Document extract:
● ● ● ●

Having a WKB class that lives in a package with no system dependencies and one R package dependency (Rcpp until I’m good enough at C++ to avoid it) makes it easier for other packages to return and recognize wkb() vectors. The dream is that this class could be used by any spatial package that reads and writes WKB anyway to do so in a way that a totally unrelated package could take advantage of. Coming full-circle, this means that my GEOS API wrapper could exist in complete isolation of sf and sp, yet users of both could take advantage of its processing functions.

High performance processing functions

Another motivation of the wk package is to make it easier to re-use code that works with multiple formats. The ultimate example of this is GDAL, and to a certain extent GEOS, which contain in-memory structures to represent geometries and have various ways to load and export them. Rather than invent an in-memory format, the wk package uses an event-based approach, meaning that the reader sends signals when it sees certain information. This is really efficient for operations (e.g., calculating a bounding box) that only care about certain information (e.g., the coordinate values). You can see the signals that would get generated by a given geometry using the wk*_debug() functions (mostly used by me to work out bugs in the readers…):

wkt_debug("POLYGON ((0 0, 10 0, 10 10, 0 10, 0 0))")
## nextFeatureStart(0)
##     nextGeometryStart(POLYGON [1], WKReader::PART_ID_NONE)
##         nextLinearRingStart(POLYGON [1], 5, 0)
##             nextCoordinate(POLYGON [1], WKCoord(x = 0, y = 0), 0)
##             nextCoordinate(POLYGON [1], WKCoord(x = 10, y = 0), 1)
##             nextCoordinate(POLYGON [1], WKCoord(x = 10, y = 10), 2)
##             nextCoordinate(POLYGON [1], WKCoord(x = 0, y = 10), 3)
##             nextCoordinate(POLYGON [1], WKCoord(x = 0, y = 0), 4)
##         nextLinearRingEnd(POLYGON [1], 5, 0)
##     nextGeometryEnd(POLYGON [1], WKReader::PART_ID_NONE)
## nextFeatureEnd(0)

● ● ● ●

(Dataset excerpt)
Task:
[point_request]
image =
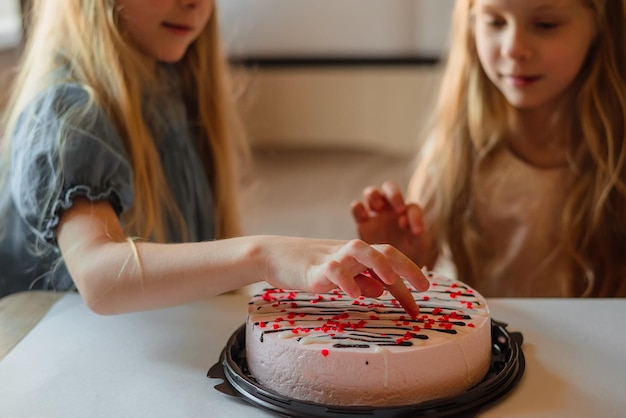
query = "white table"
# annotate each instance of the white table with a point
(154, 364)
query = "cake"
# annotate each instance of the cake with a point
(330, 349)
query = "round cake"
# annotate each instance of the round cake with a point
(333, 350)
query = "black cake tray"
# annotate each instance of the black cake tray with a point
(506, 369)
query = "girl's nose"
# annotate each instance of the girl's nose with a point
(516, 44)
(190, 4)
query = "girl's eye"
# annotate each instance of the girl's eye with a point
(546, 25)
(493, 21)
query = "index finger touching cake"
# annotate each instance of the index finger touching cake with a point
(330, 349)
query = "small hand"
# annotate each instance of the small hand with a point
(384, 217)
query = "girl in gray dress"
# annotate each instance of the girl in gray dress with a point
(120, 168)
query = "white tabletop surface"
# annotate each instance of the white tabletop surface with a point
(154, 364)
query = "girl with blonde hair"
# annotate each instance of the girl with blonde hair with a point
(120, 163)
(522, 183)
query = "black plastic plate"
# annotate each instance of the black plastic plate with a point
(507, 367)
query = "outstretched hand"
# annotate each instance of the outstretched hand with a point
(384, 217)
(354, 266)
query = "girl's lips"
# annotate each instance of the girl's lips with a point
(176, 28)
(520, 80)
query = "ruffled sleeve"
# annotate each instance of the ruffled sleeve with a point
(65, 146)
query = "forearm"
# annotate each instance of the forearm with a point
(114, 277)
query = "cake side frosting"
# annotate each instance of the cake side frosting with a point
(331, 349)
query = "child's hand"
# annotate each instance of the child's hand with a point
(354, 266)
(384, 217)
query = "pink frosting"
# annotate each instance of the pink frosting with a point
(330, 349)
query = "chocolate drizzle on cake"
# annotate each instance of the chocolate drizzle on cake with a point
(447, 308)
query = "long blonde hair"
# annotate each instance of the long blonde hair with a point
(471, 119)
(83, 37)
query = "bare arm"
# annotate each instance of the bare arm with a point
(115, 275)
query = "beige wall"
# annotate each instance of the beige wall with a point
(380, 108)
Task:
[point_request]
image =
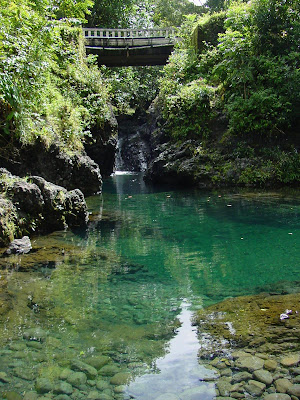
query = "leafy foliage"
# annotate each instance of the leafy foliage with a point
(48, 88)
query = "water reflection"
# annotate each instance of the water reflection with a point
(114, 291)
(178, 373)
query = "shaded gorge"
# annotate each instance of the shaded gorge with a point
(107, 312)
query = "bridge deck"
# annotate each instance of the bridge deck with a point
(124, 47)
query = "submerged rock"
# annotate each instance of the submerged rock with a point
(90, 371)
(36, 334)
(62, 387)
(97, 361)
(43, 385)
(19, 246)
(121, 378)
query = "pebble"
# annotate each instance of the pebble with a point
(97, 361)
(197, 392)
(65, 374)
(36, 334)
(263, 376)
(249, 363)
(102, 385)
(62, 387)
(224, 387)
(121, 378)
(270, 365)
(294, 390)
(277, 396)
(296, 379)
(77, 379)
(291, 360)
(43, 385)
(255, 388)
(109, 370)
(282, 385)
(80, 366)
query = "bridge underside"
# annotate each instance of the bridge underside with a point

● ● ● ●

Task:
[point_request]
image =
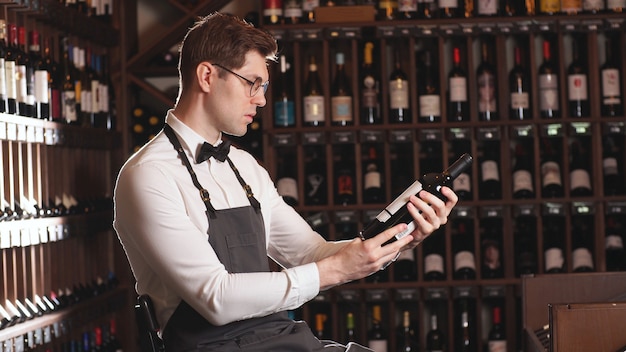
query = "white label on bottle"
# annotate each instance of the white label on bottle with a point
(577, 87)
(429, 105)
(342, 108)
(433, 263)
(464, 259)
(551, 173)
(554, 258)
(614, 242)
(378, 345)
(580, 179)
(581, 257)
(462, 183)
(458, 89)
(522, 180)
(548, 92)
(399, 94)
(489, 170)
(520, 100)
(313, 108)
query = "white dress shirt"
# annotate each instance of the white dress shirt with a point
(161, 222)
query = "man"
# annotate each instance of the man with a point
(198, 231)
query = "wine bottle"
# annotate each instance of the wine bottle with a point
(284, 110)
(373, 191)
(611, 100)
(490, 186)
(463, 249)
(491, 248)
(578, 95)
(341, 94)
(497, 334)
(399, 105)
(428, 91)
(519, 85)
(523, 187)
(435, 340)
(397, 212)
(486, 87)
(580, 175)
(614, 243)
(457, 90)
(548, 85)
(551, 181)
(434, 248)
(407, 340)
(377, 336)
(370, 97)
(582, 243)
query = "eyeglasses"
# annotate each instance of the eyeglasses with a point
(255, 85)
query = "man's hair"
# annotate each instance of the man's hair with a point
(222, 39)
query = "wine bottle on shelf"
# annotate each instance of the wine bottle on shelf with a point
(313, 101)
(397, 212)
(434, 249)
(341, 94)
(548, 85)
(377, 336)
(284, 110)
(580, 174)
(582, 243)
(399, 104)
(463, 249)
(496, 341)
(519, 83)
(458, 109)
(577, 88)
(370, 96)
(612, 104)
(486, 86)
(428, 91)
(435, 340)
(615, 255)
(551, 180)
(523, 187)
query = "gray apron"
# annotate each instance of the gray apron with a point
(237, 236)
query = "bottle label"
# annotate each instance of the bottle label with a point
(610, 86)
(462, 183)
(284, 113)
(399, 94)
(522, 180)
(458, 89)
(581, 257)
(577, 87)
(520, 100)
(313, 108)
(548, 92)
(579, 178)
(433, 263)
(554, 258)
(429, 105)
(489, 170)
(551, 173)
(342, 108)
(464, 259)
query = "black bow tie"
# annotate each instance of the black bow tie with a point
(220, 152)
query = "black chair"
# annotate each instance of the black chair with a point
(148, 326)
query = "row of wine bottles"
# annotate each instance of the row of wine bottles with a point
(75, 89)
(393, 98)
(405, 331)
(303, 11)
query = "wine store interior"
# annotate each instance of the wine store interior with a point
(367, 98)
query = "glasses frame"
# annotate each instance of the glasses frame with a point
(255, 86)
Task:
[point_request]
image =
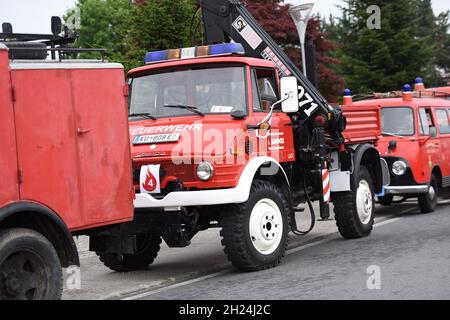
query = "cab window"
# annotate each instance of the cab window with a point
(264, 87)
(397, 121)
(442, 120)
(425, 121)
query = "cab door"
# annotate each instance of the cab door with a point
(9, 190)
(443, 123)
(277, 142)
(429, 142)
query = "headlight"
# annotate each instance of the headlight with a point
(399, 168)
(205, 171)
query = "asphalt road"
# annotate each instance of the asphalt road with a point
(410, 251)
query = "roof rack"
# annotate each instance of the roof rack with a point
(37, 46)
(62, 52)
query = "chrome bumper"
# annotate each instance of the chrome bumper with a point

● ● ● ●

What to work on:
[a] Sum up the wk package text in two sentences.
[b] Collect every line of the rows that contains the string "underside". Case counts.

Task responses:
[a] Keeping a WKB class in a package with no system dependencies and a single R package dependency makes it easier for other packages to return and recognize wkb() vectors, so a GEOS API wrapper could exist apart from sf and sp while users of both still benefit from it. The wk package also aims to make code reusable across formats through an event-based reader that sends signals when it sees certain information, which is efficient for operations such as calculating a bounding box, and the wk*_debug() functions show the signals a given geometry would generate.

[b]
query = "bridge underside"
# annotate each instance of the bridge underside with a point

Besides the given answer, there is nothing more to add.